— TASK 1 —
Can you rewrite the rows from the start up to and including the line containing "positive clicks: (236, 252)", replacing "box" with "bounding box" and changing nothing else?

A method for manufacturing the heat transport device according to the present invention includes a step of forming a first base plate having a liquid suction and retention unit for sucking and retaining a liquid-phase working fluid by capillary force; a step of forming a second base plate having a face provided with a first concavity functioning as a vaporization chamber for vaporizing the liquid-phase working fluid retained in the liquid suction and retention unit to a gas-phase working fluid, a second concavity functioning as a liquefaction chamber for liquefying the gas-phase working fluid vaporized at the vaporization chamber to the liquid-phase working fluid, a first ditch functioning as a channel for transporting the gas-phase working fluid from the vaporization chamber to the liquefaction chamber, and a second ditch functioning as a channel for transporting the liquid-phase working fluid from the liquefaction chamber to the liquid suction and retention unit; a step of laminating the first base plate, a thermoplastic or thermosetting resin material, and the second base plate; and a step of bonding the first and the second base plates with the thermoplastic or thermosetting resin material by heating the laminated first base plate, the thermoplastic or thermosetting resin material, and the second base plate under a pressurized condition.

The vaporization chamber and the liquefaction chamber are formed between the first and second base plates by heating the first and second base plates with the thermoplastic or thermosetting resin material disposed therebetween. Thus, the heat transport device can be readily manufactured.

BRIEF DESCRIPTION OF THE DRAWINGS

FIG. 1 is a front view of a heat transport device 10 according to a first embodiment of the present invention.

FIG. 2 is an exploded perspective view showing a vaporization unit for the heat transport device according to the first embodiment.

FIG. 3 is an exploded perspective view showing a liquefaction unit for the heat transport device according to the first embodiment.

FIG. 4 is a flow chart showing an example of a manufacturing process of the heat transport device according to the first embodiment.

FIG. 5A is a cross-sectional view showing the state of the vaporization unit during the manufacturing process of the heat transport device according to the first embodiment, and FIG. 5B is a cross-sectional view showing the state of the liquefaction unit during the manufacturing process of the heat transport device according to the first embodiment.

FIG. 6 is an exploded perspective view of a heat transport device according to a second embodiment of the present invention.

FIGS. 7A to 7C are cross-sectional views showing a manufacturing process of the heat transport device according to the second embodiment of the present invention.

FIG. 8 is an exploded perspective view of a heat transport device according to a third embodiment of the present invention.

FIGS. 9A and 9B are cross-sectional views of the heat transport device according to the third embodiment of the present invention.

— RECORDS SUPPLIED —

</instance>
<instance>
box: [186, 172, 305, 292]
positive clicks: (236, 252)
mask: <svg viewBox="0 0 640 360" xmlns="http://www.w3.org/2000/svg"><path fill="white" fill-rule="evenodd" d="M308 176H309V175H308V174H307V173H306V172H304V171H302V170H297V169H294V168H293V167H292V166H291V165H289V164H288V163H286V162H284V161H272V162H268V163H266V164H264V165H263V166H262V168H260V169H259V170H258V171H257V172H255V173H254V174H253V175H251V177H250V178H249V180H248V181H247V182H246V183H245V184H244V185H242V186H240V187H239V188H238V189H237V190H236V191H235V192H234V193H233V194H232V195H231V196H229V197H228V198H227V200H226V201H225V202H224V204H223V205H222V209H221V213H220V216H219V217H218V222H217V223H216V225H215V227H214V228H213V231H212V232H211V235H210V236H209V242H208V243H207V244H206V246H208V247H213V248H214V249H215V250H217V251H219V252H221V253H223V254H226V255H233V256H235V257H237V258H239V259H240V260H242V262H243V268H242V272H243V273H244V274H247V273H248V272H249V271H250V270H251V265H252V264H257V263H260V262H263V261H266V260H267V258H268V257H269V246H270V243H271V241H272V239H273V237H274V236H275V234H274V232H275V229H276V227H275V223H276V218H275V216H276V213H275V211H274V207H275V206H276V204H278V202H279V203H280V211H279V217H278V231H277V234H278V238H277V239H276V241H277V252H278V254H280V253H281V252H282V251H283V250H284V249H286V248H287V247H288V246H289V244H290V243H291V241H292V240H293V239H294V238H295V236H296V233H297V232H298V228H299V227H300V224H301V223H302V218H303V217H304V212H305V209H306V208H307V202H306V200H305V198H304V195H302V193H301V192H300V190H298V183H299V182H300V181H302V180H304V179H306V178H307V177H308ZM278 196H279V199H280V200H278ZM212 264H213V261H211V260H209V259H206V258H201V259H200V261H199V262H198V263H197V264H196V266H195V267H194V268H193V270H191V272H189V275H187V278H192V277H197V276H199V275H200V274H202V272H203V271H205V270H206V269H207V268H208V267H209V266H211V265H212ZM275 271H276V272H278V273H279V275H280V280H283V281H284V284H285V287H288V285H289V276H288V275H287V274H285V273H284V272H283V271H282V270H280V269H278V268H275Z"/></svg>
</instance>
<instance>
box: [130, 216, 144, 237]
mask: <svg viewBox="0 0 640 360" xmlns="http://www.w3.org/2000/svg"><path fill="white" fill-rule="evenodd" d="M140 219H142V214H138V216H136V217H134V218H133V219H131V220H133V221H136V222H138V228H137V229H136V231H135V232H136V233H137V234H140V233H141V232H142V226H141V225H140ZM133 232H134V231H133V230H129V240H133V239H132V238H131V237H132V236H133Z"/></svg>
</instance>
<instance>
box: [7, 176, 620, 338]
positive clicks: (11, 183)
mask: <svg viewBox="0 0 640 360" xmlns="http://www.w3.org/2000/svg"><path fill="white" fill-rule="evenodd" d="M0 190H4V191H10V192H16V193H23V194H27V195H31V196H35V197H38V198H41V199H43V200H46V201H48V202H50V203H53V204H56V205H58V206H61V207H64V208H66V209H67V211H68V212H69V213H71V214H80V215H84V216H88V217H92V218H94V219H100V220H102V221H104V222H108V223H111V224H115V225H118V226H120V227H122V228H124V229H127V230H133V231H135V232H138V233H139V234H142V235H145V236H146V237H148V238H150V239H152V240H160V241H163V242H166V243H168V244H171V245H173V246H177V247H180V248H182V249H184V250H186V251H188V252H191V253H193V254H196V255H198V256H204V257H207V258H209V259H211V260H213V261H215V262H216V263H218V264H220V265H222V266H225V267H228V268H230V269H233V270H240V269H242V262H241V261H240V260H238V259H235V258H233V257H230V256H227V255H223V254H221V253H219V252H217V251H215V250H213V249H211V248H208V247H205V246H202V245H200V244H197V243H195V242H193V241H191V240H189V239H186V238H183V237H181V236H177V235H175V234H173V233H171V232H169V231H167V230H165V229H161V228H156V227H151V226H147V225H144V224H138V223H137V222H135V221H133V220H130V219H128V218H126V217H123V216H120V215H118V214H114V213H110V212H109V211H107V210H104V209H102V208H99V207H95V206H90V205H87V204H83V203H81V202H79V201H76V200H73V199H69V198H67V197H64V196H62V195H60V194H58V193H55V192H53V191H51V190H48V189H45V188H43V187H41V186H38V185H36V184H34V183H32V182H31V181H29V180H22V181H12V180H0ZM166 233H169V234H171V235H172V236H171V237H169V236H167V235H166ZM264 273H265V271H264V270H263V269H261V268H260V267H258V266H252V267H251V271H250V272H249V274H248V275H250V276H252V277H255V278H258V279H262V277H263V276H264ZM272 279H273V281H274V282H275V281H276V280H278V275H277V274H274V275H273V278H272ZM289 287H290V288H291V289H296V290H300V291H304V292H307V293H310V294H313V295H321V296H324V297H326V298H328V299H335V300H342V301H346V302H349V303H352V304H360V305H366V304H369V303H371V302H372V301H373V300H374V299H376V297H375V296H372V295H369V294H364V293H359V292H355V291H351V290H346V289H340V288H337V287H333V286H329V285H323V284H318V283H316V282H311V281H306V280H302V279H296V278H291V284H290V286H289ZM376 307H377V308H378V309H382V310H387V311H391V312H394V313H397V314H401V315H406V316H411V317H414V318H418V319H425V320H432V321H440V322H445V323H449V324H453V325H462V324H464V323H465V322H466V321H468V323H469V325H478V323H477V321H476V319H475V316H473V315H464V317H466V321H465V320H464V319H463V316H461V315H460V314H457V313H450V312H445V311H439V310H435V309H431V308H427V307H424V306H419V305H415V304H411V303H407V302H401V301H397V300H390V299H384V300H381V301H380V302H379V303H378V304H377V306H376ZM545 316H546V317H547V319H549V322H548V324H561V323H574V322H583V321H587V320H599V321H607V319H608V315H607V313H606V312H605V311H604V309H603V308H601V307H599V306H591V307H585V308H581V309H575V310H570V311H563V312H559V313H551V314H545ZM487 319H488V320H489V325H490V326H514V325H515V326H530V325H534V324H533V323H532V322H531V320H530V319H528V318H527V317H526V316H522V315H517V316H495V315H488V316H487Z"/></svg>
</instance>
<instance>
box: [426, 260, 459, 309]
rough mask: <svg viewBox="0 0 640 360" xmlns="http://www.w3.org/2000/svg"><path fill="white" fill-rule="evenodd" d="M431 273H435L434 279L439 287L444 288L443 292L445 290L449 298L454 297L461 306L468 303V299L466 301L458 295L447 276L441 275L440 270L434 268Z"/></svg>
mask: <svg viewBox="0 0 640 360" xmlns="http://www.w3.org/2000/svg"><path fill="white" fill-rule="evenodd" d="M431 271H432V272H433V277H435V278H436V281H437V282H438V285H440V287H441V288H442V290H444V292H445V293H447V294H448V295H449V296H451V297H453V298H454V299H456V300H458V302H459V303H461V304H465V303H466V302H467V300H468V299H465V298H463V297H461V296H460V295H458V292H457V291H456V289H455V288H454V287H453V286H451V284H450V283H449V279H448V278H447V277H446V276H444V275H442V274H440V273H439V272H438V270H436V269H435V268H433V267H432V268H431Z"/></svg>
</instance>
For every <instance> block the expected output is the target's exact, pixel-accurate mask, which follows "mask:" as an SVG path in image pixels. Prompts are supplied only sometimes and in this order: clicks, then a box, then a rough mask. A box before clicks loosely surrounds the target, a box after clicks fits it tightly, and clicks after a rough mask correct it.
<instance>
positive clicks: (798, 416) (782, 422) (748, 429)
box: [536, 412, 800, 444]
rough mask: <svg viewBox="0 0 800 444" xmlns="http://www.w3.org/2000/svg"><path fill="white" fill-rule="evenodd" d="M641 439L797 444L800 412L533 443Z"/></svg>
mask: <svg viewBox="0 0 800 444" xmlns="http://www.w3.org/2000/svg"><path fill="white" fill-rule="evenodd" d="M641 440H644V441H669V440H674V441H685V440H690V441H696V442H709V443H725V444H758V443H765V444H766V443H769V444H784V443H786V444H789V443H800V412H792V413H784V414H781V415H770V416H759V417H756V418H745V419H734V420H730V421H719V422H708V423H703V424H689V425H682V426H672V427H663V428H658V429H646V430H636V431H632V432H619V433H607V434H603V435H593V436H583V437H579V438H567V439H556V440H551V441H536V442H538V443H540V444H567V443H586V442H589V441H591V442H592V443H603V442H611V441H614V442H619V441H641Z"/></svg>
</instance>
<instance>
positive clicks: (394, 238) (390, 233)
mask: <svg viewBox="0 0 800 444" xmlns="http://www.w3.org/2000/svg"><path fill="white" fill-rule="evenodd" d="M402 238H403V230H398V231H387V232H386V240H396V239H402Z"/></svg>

— TASK 2 —
In the heat transport device passage, which figures are described as exploded perspective views?

— EXPECTED OUTPUT 1 —
</instance>
<instance>
bounding box: [186, 172, 305, 292]
positive clicks: (236, 252)

— EXPECTED OUTPUT 2 —
- FIG. 2: the vaporization unit for the heat transport device, first embodiment
- FIG. 3: the liquefaction unit for the heat transport device, first embodiment
- FIG. 6: a heat transport device, second embodiment
- FIG. 8: a heat transport device, third embodiment